Me perturba andar por nuestras calles. Empleados indiscriminadamente, los equipos de audio suman y muchas veces multiplican una sonoridad avasallante, muchas veces indeseable. Agrede e interfiere la comunicación humana, base esencial de toda cultura. Hace poco, tuve que padecer un Sábado del libro. Era la presentación pública de una obra de primerísima importancia. La edición crítica de Concierto Barroco, de Alejo Carpentier. El tradicional espacio literario se produce en uno de los ámbitos más prestigiosos de la capital, la Plaza de Armas. Las palabras de los participantes se sumergían bajo el atronador sonido de una música cercana. Como reacción en cadena, otros competían en volumen en el mismo entorno y, para entenderse, paseantes y vendedores de toda laya vociferaban llevando al extremo sus cuerdas vocales.
La anarquía sonora del ambiente irrita y favorece actitudes violentas. En intento fallido por rescatar normas de civilidad, pregunté por el responsable, con el propósito de lograr un acuerdo amigable. No encontré respuesta. Muchos consideran que, al ser de todos, el espacio público no es de nadie. En verdad, sucede lo contrario. Por ser de todos, el espacio público pertenece a cada uno de nosotros, responsable por ello de su preservación, del respeto a las normas de convivencia que tanto favorecen el buen vivir de cada cual. Piensan algunos ingenuos que el espectáculo que ofrecemos con esas conductas constituye un atractivo para los turistas. Es un error de costo incalculable. En una primera incursión, observarán con curiosidad esa falsa imagen de lo que somos. Sin embargo, no volverán.
===============
EJERCICIOS PROPUESTOS
1) Reproduce al pie de la letra el fragmento del texto sobre el ruido en las calles que va desde "Me perturba andar" hasta "sus cuerdas vocales.".
2) Indica si cada afirmación concuerda con el texto sobre el ruido en las calles. Responde sí o no y cita las palabras del texto que lo deciden. (a) El Sábado del libro se celebra en la Plaza de Armas. (b) Quien escribe logró hablar con el responsable de la música. (c) Según el texto, los turistas que presencian ese espectáculo regresarán.
3) Prolonga el texto sobre el ruido en las calles a partir de su última oración.
Las filas no hacen falta para resolver nada.

FILAS PROPORCIONADAS
===============
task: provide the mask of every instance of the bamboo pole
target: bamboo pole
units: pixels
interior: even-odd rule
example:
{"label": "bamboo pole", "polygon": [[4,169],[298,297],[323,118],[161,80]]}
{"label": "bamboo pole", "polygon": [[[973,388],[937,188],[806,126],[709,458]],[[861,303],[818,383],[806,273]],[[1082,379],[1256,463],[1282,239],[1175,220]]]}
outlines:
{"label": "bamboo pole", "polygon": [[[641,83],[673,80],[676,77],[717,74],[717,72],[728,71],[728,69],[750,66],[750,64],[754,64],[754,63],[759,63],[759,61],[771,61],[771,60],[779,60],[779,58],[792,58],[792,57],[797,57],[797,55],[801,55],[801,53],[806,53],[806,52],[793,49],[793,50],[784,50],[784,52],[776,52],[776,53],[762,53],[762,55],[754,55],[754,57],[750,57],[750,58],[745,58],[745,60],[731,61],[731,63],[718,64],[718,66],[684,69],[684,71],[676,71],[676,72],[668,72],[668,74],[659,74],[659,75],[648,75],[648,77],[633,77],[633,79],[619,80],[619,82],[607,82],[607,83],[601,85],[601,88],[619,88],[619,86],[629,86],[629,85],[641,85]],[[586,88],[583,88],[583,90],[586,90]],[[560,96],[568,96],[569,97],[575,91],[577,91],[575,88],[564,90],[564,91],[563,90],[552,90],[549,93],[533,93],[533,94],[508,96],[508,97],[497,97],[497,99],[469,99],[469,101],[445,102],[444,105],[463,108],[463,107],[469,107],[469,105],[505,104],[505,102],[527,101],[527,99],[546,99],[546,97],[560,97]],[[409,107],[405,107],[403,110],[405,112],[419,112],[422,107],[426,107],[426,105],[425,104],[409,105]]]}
===============
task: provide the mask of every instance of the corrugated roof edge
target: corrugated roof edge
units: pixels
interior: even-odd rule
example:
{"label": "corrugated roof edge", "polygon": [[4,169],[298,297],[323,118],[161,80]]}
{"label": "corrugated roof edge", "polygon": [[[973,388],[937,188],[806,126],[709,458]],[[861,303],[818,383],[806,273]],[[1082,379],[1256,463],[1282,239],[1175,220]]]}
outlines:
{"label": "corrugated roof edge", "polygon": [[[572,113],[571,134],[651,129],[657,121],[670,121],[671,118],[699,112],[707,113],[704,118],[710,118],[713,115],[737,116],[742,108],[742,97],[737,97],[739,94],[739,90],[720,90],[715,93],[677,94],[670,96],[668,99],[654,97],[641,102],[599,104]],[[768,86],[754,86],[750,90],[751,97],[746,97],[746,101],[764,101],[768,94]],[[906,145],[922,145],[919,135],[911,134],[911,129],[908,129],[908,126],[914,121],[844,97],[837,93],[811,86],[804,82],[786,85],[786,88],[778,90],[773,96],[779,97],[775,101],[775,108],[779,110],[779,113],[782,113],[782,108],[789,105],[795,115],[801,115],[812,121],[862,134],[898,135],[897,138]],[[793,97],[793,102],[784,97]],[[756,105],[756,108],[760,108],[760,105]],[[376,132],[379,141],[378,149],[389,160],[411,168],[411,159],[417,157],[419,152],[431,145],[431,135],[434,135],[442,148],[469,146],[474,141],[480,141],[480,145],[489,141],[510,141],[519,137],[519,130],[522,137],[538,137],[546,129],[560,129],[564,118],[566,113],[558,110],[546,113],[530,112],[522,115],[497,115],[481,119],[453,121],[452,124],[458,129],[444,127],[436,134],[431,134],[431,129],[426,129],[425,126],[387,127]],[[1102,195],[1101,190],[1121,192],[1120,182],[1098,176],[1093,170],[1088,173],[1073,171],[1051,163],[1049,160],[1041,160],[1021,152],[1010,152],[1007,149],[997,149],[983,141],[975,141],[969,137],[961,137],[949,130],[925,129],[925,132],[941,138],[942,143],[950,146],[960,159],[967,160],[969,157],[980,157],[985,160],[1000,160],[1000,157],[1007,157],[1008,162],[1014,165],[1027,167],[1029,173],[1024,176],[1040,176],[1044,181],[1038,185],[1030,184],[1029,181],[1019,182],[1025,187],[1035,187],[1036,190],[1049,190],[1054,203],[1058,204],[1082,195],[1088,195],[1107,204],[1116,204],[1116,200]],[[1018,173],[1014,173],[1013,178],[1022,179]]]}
===============
RESPUESTAS DE EJERCICIOS
1)
Me perturba andar por nuestras calles. Empleados indiscriminadamente, los equipos de audio suman y muchas veces multiplican una sonoridad avasallante, muchas veces indeseable. Agrede e interfiere la comunicación humana, base esencial de toda cultura. Hace poco, tuve que padecer un Sábado del libro. Era la presentación pública de una obra de primerísima importancia. La edición crítica de Concierto Barroco, de Alejo Carpentier. El tradicional espacio literario se produce en uno de los ámbitos más prestigiosos de la capital, la Plaza de Armas. Las palabras de los participantes se sumergían bajo el atronador sonido de una música cercana. Como reacción en cadena, otros competían en volumen en el mismo entorno y, para entenderse, paseantes y vendedores de toda laya vociferaban llevando al extremo sus cuerdas vocales.

2)
(a) Sí: «El tradicional espacio literario se produce en uno de los ámbitos más prestigiosos de la capital, la Plaza de Armas.»
(b) No: «No encontré respuesta.»
(c) No: «Sin embargo, no volverán.»

3)
La apropiación indebida del espacio público comienza a apuntar en otras direcciones que, de mantenerse, tendrán mayores alcances. En días recientes apareció un fenómeno singular en el Parque Central. Algún pequeño emprendedor conectó un cable a una de las lámparas del lugar para transmitir música grabada y favorecer bailables entre cubanos y turistas. No me opongo a la apertura al mundo. Mi origen y mi formación no lo permiten, tengo redes familiares históricas previas al triunfo de la Revolución en Italia y en Estados Unidos. Intento llamar la atención sobre otro aspecto del problema. En toda ciudad, la cultura ha ido caracterizando los distintos ambientes. Las plazas coloniales tienen la prestancia de sus edificaciones. El Parque Central está presidido por el más entrañable monumento a José Martí, ejecutado en la República Neocolonial por cuestación popular, porque el Apóstol no debió morir. En etapas más recientes, otra auténtica expresión popular, la peña deportiva, se instaló en el lugar. No me interesa mucho el deporte, aunque desde mi punto de vista, constituye una de las más genuinas manifestaciones de nuestra cultura. Anima un debate en vivo en el que intervienen, con similar pasión y sabiduría técnica, intelectuales, técnicos, obreros, campesinos. Promueve la participación activa del más ancho espectro de la sociedad.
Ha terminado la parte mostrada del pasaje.